The task: Display every line in the entries below that contains the word "fence". Case counts.

Material provided:

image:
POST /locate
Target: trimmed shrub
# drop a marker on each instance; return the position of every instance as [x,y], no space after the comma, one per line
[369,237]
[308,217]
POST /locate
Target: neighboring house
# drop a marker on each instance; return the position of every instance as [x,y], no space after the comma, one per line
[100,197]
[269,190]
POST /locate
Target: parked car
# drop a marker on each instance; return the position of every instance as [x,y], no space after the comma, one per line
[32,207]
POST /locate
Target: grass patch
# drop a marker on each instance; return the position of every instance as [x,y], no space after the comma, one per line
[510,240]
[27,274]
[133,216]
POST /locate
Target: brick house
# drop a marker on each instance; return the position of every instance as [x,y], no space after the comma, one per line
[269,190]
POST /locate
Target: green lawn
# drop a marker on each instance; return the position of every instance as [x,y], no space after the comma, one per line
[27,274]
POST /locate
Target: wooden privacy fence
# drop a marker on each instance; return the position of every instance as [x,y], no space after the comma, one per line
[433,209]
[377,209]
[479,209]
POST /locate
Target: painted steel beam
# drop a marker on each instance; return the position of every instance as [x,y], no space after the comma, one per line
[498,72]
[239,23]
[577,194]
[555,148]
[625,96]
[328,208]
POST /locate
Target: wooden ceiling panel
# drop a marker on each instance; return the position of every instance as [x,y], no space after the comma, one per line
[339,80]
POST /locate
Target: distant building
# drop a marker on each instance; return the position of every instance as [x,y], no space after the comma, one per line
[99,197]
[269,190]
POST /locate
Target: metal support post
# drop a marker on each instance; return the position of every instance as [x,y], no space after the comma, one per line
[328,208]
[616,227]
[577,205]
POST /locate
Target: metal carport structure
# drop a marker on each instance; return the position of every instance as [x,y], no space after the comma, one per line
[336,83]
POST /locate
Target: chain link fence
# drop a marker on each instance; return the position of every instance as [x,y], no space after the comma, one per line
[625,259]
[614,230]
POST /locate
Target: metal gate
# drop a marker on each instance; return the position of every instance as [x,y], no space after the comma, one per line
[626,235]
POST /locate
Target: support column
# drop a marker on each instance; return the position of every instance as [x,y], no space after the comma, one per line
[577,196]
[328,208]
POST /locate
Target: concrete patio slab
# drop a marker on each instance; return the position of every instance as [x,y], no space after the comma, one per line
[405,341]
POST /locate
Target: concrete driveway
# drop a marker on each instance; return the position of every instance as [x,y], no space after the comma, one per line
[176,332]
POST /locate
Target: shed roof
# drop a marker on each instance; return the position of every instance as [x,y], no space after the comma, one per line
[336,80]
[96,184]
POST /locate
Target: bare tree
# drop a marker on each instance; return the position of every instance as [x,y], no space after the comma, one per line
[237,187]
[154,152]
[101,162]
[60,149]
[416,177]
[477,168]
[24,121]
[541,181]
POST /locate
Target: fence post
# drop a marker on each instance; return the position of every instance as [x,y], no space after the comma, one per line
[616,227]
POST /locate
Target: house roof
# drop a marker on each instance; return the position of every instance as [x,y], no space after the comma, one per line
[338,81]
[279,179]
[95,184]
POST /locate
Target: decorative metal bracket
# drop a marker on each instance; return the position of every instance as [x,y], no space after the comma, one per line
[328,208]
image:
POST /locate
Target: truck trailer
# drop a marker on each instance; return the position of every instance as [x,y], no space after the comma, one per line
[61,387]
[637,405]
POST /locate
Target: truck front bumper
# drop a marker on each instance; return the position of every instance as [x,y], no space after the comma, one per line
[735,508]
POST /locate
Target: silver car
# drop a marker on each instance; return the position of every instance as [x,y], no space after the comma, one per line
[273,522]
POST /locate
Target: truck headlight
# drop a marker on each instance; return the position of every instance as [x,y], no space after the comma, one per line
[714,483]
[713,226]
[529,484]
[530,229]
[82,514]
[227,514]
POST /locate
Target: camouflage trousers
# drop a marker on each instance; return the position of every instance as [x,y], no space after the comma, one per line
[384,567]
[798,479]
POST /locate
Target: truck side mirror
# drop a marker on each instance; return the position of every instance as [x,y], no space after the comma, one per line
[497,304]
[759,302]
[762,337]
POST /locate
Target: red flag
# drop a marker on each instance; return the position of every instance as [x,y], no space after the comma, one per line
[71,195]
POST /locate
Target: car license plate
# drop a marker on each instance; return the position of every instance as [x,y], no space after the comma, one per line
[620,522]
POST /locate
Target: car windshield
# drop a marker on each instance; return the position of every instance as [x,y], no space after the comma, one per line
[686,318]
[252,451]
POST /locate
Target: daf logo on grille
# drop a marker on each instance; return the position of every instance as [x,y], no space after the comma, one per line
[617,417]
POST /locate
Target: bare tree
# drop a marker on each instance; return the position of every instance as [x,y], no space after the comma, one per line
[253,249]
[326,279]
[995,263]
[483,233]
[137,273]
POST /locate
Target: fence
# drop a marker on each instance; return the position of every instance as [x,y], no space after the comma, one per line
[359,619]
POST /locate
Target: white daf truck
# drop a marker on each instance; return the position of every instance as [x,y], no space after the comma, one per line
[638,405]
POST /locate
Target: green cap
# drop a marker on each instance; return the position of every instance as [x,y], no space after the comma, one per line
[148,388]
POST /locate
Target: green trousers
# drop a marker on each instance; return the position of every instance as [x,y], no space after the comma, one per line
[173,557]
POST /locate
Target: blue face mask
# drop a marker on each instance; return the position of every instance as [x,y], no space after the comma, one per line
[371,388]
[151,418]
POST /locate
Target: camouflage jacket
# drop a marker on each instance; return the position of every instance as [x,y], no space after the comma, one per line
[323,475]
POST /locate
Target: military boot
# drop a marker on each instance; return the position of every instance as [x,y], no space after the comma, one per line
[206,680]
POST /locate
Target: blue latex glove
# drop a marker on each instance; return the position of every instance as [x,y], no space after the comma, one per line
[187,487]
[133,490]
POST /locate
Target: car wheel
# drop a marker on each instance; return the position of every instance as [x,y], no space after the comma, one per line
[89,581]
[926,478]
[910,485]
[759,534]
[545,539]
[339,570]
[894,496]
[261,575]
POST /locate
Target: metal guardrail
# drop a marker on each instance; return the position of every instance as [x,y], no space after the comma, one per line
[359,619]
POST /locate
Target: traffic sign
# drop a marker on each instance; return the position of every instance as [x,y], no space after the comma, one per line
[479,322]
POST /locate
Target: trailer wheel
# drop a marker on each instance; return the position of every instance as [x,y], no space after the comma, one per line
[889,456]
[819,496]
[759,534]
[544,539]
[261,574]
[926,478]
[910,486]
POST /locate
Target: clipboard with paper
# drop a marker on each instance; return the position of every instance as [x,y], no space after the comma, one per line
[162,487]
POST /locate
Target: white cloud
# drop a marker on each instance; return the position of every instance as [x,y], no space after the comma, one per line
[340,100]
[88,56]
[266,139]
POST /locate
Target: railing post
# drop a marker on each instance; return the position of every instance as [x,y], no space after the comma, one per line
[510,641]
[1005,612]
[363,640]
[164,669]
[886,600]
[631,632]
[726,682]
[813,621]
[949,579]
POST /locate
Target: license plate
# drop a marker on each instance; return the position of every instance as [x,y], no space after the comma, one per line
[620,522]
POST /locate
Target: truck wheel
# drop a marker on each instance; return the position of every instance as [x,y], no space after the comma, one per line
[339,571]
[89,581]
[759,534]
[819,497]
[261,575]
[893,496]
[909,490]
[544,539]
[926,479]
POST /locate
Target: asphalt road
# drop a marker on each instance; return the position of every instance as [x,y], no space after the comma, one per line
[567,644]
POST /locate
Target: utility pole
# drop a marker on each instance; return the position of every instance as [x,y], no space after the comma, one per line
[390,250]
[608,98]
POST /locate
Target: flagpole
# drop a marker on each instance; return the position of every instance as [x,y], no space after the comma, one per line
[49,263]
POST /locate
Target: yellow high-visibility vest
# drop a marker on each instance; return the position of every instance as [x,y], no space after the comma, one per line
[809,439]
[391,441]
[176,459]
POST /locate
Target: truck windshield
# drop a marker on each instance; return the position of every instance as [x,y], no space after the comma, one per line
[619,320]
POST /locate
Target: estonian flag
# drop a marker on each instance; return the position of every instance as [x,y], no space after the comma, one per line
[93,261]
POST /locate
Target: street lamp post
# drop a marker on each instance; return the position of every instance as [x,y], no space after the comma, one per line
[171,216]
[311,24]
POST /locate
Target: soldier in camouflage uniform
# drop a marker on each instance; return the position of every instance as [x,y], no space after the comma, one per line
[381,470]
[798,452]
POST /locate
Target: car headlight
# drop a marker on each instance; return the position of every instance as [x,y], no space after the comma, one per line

Task solution:
Target: wooden privacy fence
Target: chain link fence
Target: fence post
Target: fence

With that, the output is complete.